__WHAT YOU ARE ASKED TO DO__: Write out, precisely and in full, each line of the material.

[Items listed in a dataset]
◇ ◇ ◇
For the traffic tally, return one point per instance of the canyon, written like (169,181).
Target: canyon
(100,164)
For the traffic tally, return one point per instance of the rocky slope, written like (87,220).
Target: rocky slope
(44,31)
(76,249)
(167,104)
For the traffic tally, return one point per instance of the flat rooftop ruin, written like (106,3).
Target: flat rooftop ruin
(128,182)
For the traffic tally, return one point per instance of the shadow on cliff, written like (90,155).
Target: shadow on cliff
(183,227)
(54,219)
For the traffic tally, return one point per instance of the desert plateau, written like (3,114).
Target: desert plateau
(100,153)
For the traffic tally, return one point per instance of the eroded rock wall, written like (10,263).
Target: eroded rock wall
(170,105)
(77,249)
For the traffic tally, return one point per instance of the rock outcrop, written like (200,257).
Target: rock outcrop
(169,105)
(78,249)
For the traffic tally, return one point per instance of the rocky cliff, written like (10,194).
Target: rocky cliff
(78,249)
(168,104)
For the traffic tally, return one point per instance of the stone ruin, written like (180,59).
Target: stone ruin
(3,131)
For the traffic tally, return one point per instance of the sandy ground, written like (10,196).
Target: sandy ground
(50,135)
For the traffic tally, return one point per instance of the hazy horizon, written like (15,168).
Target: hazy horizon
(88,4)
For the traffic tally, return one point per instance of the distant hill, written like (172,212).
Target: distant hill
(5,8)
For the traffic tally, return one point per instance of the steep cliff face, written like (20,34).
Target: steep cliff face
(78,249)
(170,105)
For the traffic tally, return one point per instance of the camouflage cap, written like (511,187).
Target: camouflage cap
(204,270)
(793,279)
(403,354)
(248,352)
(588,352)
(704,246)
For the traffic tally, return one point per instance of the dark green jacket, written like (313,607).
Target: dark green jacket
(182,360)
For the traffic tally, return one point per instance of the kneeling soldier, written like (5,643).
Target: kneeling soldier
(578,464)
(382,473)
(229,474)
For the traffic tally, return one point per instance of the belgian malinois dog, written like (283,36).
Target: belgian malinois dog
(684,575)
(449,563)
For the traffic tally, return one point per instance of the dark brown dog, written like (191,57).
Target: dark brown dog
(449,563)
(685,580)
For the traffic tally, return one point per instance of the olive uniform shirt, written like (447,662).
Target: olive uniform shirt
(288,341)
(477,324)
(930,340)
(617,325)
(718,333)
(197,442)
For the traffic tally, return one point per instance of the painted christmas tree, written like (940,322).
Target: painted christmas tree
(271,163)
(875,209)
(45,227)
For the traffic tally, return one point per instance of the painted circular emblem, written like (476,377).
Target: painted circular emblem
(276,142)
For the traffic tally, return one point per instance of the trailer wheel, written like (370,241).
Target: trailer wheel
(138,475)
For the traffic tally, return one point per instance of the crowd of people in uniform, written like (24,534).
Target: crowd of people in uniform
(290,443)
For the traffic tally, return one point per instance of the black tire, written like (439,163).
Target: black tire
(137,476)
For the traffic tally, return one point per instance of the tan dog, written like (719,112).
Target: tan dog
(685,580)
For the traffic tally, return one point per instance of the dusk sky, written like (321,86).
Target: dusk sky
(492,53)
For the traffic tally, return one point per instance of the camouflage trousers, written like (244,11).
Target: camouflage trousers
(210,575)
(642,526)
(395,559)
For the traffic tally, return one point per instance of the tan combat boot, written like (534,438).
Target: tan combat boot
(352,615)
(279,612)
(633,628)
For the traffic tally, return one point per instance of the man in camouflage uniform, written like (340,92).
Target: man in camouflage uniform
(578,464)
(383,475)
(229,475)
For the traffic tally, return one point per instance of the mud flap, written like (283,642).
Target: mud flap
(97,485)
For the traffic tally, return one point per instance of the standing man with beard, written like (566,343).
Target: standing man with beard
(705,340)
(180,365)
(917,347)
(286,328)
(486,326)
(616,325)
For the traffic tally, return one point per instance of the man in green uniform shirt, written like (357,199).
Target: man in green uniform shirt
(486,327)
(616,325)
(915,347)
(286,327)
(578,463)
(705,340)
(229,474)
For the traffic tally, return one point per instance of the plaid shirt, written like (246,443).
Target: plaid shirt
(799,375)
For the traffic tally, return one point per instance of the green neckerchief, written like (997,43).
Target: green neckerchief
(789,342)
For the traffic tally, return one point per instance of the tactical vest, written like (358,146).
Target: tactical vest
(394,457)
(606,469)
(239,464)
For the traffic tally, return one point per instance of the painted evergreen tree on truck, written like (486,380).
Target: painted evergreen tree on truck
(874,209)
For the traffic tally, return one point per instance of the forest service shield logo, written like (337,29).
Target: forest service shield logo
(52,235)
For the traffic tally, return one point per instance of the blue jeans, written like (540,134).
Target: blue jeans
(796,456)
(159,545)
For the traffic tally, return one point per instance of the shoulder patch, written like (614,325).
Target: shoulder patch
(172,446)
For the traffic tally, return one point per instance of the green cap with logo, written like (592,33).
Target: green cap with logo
◇ ◇ ◇
__REPLY TO THE TASK__:
For the traffic tally, return one point per instance of the canyon, written like (169,181).
Target: canyon
(100,164)
For the traffic tally, return one point per instance of the rocky slope, written like (87,220).
Target: rocky slope
(44,31)
(76,249)
(167,104)
For the traffic tally, return one point per instance of the flat rooftop ruin, written like (106,3).
Target: flat rooftop ruin
(128,182)
For the traffic tally, return one point per instance of the shadow on cliff, written like (90,155).
Target: shadow on cliff
(183,227)
(54,219)
For the traffic tally, return one point per instance of the desert plateau, written like (3,114).
Target: desert plateau
(100,153)
For the traffic tally, return one point per instance of the eroded rock wall, written like (10,263).
Target: eroded rock wall
(170,105)
(77,249)
For the traffic tally, return one point per instance of the rock outcrop, written like (200,257).
Target: rock outcrop
(169,105)
(78,249)
For the traffic tally, return one point per instance of the rocky cliff, written like (10,194).
Target: rocky cliff
(78,249)
(168,104)
For the traffic tally, return one point per instance of the stone ruin, written like (180,59).
Target: stone ruin
(3,131)
For the traffic tally, return one point per instance of the sandy ground, written like (10,196).
Target: sandy ground
(50,135)
For the traffic tally, return one point per instance of the hazy horizon, written like (15,168).
Target: hazy horizon
(88,4)
For the traffic tally, return one point per instance of the distant hill, written like (172,212).
Target: distant hill
(5,8)
For the traffic tally, return one point per instance of the steep cliff face, written like (20,34).
Target: steep cliff face
(78,249)
(170,105)
For the traffic tally, return one point per instance of the camouflage cap, written like (511,187).
Target: camouflage cap
(204,270)
(793,279)
(403,354)
(248,352)
(588,352)
(704,246)
For the traffic tally, return one point per instance of the dark green jacket, written like (313,607).
Target: dark green jacket
(182,360)
For the traffic tally, return one point per instance of the kneeling soldier, written like (5,643).
Target: kneeling soldier
(578,464)
(382,473)
(229,474)
For the traffic tally, return one point per instance of the belgian malinois dog, written like (283,36).
Target: belgian malinois dog
(684,575)
(449,563)
For the traffic tally, return one point per instance of the dark brown dog, written like (191,57).
Target: dark brown dog
(449,563)
(685,580)
For the traffic tally, return one point per instance of the olive uniform shirt, written like (447,662).
Target: olive uniform shirt
(288,341)
(477,324)
(930,340)
(617,325)
(718,333)
(197,442)
For the traffic tally, return one point per instance of the painted christmas tree, written like (940,322).
Target: painted christmas tree
(271,163)
(875,209)
(45,227)
For the traffic tally, return one point per instance of the painted circular emblem, written like (476,377).
Target: painted circular emblem
(276,142)
For the traffic tally, return one point per instance of the trailer wheel, written like (370,241).
Target: trailer wheel
(138,475)
For the traffic tally, return one point per instance of the crowd of people in uniform, written like (24,534).
Target: crowd of people in uniform
(290,443)
For the traffic tally, return one point per instance of the black tire, written like (439,163).
Target: black tire
(137,476)
For the traffic tally, return one point per instance of the tan dog, written like (719,112).
Target: tan dog
(685,580)
For the traffic tally, return one point per instance of the dusk sky, written like (321,86).
Target: dusk sky
(492,53)
For the traffic tally, return one point per instance of the camouflage trousers, written like (244,11).
Target: camouflage trousers
(210,575)
(642,526)
(395,559)
For the traffic tally, return one point per instance of the tan combat boot, written like (534,438).
Target: tan combat boot
(352,615)
(279,612)
(633,628)
For the traffic tally, return one point per instance of the man in camouflage uniform, written like (340,92).
Target: man in camouflage uniform
(578,464)
(383,475)
(229,475)
For the traffic tally, return one point per instance of the mud flap, written like (283,642).
Target: mud flap
(97,485)
For the traffic tally, return one point per instance of the standing man with beard, written like (566,343).
Target: standing man with beard
(705,340)
(180,365)
(917,347)
(286,328)
(486,326)
(616,325)
For the traffic tally, return one point per instance of the man in green uniform shirt, written like (357,199).
Target: man in green uniform shirt
(486,327)
(616,325)
(915,347)
(286,327)
(578,463)
(705,340)
(229,474)
For the traffic tally, return one point per instance of the plaid shirt, written like (246,443).
Target: plaid shirt
(799,375)
For the traffic tally, return one point per instance of the green neckerchief, written like (997,43).
Target: green neckerchief
(789,342)
For the traffic tally, return one point per instance of the tactical vest, written like (358,146).
Target: tactical vest
(394,457)
(606,469)
(239,464)
For the traffic tally, return one point per instance of the painted evergreen tree on truck, written like (486,380).
Target: painted evergreen tree on truck
(874,209)
For the traffic tally, return one point per instance of the forest service shield logo, written like (337,29).
Target: forest service shield logo
(52,235)
For the traffic tally, return one point per instance of the blue jeans, written like (540,134).
Target: blue jeans
(796,456)
(159,545)
For the traffic tally, return one point per instance of the shoulder patch, written like (614,325).
Target: shoulder patch
(172,446)
For the traffic tally, return one point per instance of the green cap with logo, written like (592,33).
Target: green cap with logo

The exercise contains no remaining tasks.